Pierre Merkl III was born in New
York and has embraced many roles on his path through life. In one incarnation,
he is known as “Mr. Lucky,” a crooner who has performed at Lincoln Center, New
York, as well as at Burning Man in
the Nevada desert. Merkl’s day job is working as a licensed private
investigator, and he has drawn extensively on this background and his
observational skills and experiences in this role to fuel his artwork. It may
therefore not be surprising that some of the made-up, imagined people in his
paintings have the underpinnings of a slightly unsavory reality, such as Spouse Confronting Husband with Infidelity.
Mainly, he attempts to capture moments outside of our comfortable, socially
acceptable world of air-brushed TV-anchor news bytes. He describes his work as “humanesque”

» DATA:
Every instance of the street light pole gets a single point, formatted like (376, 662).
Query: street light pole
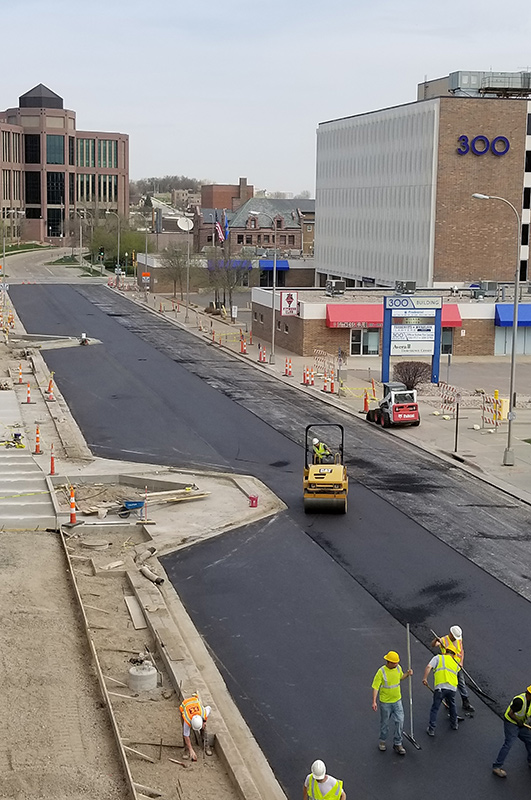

» REQUEST A:
For each statement, say yes or no to whether it agrees with the passage about Pierre Merkl III, and quote the deciding words from the passage: (i) Merkl was born in New York. (ii) Merkl's day job is working as a crooner. (iii) The people in his paintings are based on real individuals.
» REQUEST B:
Carry the passage about Pierre Merkl III forward from the point where it stops.
The lines after the text are separate material with no connection to it.

» WRITTEN REPLY A:
(i) Yes: "Pierre Merkl III was born in New York"
(ii) No: "Merkl’s day job is working as a licensed private investigator"
(iii) No: "some of the made-up, imagined people in his paintings"

» WRITTEN REPLY B:
and himself as an “abstract humanist,” whose forte is an “inclusive and
expansive psychological pictorial.” Encounters, conflicts, and otherwise
uncomfortable situations abound in his paintings, complete with sly innuendo
and an ironic view of human nature. And yet there is also tenderness and caring
in his work, which is captured visually in the careful shading and attention to
color. After all, who among us has not felt caught out, on the spot, or caught
up in the swirling emotions of a group dilemma? This is part of our human
plight, and Merkl helps us to not only see this but also to bear it.

The Art Guild’s group exhibit of Portraits provides a perfect
counterpoint and complement to Merkl’s incisive paintings. With the confluence
of these two exhibits featuring portraits and paintings of people in general,
the Sanchez Art Center will offer a panoply of ways of seeing ourselves.

Galen Wolf (1889–1976) is another
individualist whose contributions to our cultural heritage are unique. Wolf was
a writer and storyteller as well as a painter. He was a friend of John Muir and
Jack London, and a true champion of the coastal lands. Galen Wolf: A Brush with History features selections from three
mid-career series of his paintings. The first series presents California

missions that Wolf painted in the mid-1930s. The second major series in Wolf’s

art career centered on scenes from San Mateo County created while Wolf was

employed by the Works Progress Administration (WPA) during the Great Depression.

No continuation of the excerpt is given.